● **Excerpt**:

--------------------------------------------------

Thursday, January 08, 2009
Let's Get Morbid
When I was younger, I could remember talking with some co-morbid friends about death. We were talking about our death wish. That time, I wished that I would want to die in my sleep. Dying in one's sleep was I thought painless. You just didn't wake up the next day, that's all. So I thought. Until I personally witnessed a friend's death - in his sleep. I didn't realize that no one just die in their sleep for no reason. There must be a cause why this now cadaver failed to breath.
Wallah! What am I talking here? I am morbid I admit. Actually I believe that death is something that we must face. It's inevitable and it's a fact of life. It's just that we manage not to mind it because of the pain that it might bring to us or to our loved ones. Being in the health profession helped me in a way to embrace death and to befriend it. So the reason why I could talk about it anytime I want to without the goosebumps or eerie feeling. I don't mean though that by embracing death, we could take our own life into our own hands.
My apologies, this is another after effect of reading several chapters from Harrison's. Not to mention the news I read from inq7.net early today. Two cases of suicide! Both were business tycoons...one a million, the other a billionaire. What a great news to start my day. Been wanting to blog about it early today but I just don't want to start my day about morbidities.
In the hospital where I worked, we fought death to the last breath for our patients and their families. We valued life even that of a patient without a name. I just can't help but be affected by that news on suicide. These happened in two different continents in a matter of hours. I'm not so sure if they know each other that they planned to die on the same day. What saddened me though was the fact that the German billionaire was already in his 70's. The time when you're supposed to enjoy what remains of your good old life while waiting for your recall. He couldn't wait that long though. I'm not judging them and they don't even know me so what they heck. I'm just concerned about a life that's lost. That's all.

--------------------------------------------------

● **Items from a dataset**:

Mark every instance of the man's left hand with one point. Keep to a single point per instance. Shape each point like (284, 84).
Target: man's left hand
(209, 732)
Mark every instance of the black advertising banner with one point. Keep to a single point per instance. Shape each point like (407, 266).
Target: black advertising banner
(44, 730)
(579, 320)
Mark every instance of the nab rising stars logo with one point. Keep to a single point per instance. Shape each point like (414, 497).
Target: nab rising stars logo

--------------------------------------------------

Does each statement below agree with the post about death? Answer yes or no for each one, and quote the words from the post that decide it.
1. The writer saw a friend die in his sleep.
2. The two suicides took place on the same continent.
3. The German billionaire was in his 60's.

1. Yes: "Until I personally witnessed a friend's death - in his sleep."
2. No: "These happened in two different continents in a matter of hours."
3. No: "the German billionaire was already in his 70's."